* **WHAT IS NEEDED**: Scale the material starting with the line that contains "Worksheet Problem 2: The image above contains the eroded" and going on through the line that contains "0, 0, 120, 40", repeating those lines with the requests included and every bounding-box coordinate in the answers multiplied by 2.15 and rounded to a whole number, halves up. Give no lines outside that span.
##### SUPPLIED INFORMATION #####
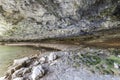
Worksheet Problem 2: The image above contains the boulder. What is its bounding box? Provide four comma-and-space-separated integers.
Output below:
31, 65, 45, 80
48, 52, 57, 62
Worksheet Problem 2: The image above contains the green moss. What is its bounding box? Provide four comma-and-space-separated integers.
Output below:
72, 50, 120, 75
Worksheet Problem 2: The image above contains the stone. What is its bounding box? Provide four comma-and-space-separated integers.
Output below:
0, 77, 5, 80
114, 62, 119, 69
13, 57, 29, 65
48, 52, 57, 62
31, 65, 45, 80
12, 68, 24, 79
13, 77, 23, 80
39, 56, 47, 64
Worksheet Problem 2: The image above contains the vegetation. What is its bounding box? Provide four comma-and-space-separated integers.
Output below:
72, 50, 120, 75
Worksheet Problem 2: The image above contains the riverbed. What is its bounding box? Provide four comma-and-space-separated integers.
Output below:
0, 45, 54, 77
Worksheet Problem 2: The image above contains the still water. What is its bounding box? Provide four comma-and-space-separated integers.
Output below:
0, 46, 39, 77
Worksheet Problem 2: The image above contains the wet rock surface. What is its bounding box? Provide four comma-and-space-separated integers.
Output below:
0, 0, 120, 41
1, 48, 120, 80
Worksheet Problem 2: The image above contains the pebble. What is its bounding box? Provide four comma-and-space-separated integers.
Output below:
31, 65, 45, 80
48, 53, 57, 62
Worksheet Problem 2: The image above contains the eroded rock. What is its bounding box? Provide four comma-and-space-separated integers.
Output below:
31, 65, 45, 80
48, 52, 57, 62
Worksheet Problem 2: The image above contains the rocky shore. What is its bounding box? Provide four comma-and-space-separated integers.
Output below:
0, 47, 120, 80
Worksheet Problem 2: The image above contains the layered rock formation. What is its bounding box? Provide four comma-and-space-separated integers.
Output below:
0, 0, 120, 40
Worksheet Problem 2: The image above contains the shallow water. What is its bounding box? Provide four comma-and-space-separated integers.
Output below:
0, 46, 39, 77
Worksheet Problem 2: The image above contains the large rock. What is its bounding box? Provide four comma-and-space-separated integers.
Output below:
#####
* **ANSWER TO THIS EXERCISE**:
Worksheet Problem 2: The image above contains the eroded rock. What is its bounding box? Provide four comma-and-space-separated integers.
Output below:
67, 140, 97, 172
103, 112, 123, 133
Worksheet Problem 2: The image above contains the rocky shore. What is its bounding box? Provide four comma-and-space-separated integers.
Output below:
0, 101, 258, 172
Worksheet Problem 2: The image above contains the layered rock formation. What is its bounding box? Provide four comma-and-space-separated integers.
Output below:
0, 0, 258, 86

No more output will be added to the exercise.